-- begin Extract to read --

1. This study develops a machine learning model to predict the physical properties of lignin-derived porous carbon (LDPC) produced by catalytic pyrolysis, reducing the need for resource-heavy experimental trials and promoting a more sustainable approach to material design.

2. The model achieves high predictive accuracy (R² values of 0.82 for specific surface area, 0.86 for total pore volume, and 0.81 for microporosity), significantly minimizing experimental waste, energy consumption, and the use of hazardous chemicals in the synthesis of LDPC.

3. Future research will integrate additional structural and process variables into the model to further optimize the catalytic pyrolysis of lignin, enabling even greater reductions in energy usage, material waste, and improving the overall sustainability of LDPC production.

-- end Extract to read --
-- begin Listed records --

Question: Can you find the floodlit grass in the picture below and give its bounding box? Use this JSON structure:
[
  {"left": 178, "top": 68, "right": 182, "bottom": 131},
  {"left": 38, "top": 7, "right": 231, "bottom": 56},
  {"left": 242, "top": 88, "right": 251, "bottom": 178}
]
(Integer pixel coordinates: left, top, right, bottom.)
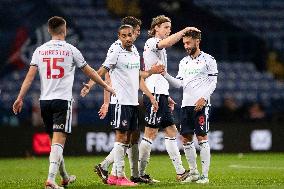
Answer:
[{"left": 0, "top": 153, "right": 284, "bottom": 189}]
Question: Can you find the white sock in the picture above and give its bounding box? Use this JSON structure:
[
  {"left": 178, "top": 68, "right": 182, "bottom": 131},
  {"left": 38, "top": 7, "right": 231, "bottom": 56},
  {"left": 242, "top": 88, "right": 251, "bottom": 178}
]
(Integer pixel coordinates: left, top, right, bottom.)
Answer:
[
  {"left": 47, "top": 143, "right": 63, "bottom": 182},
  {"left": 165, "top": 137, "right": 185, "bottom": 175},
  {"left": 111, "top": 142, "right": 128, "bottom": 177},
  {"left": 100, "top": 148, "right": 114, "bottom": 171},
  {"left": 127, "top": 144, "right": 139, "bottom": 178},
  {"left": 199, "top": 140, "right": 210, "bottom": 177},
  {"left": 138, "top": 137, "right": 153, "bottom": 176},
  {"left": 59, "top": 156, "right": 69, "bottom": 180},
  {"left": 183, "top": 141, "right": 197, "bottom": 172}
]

-- end Listed records --
-- begin Listed records --

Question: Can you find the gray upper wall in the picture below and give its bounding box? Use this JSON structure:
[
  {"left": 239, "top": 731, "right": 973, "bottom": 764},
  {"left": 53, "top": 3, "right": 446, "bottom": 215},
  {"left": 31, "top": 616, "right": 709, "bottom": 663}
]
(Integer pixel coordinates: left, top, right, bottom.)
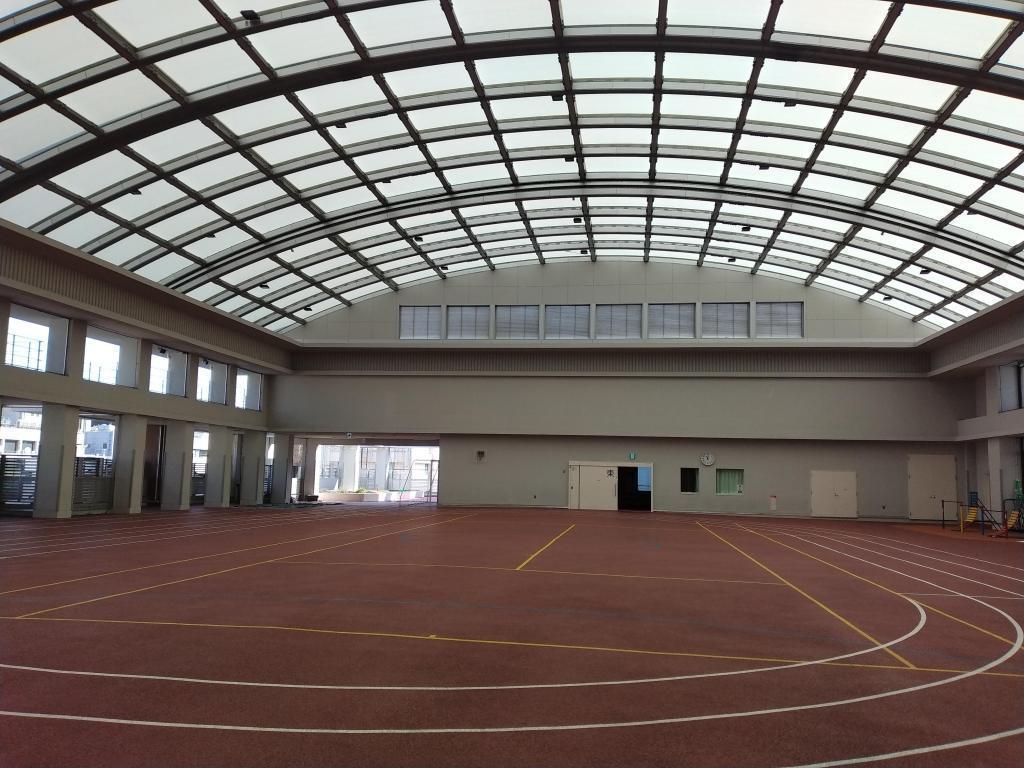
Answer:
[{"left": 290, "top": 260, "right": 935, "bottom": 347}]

-- end Listed records --

Turn the paragraph beginning "The model achieves high predictive accuracy" in the lignin porous carbon summary into a short list that keeps its main facts.

- The model predicts with high accuracy, with R² values of 0.82 for specific surface area, 0.86 for total pore volume, and 0.81 for microporosity.
- It significantly cuts experimental waste, energy consumption, and hazardous chemical use in LDPC synthesis.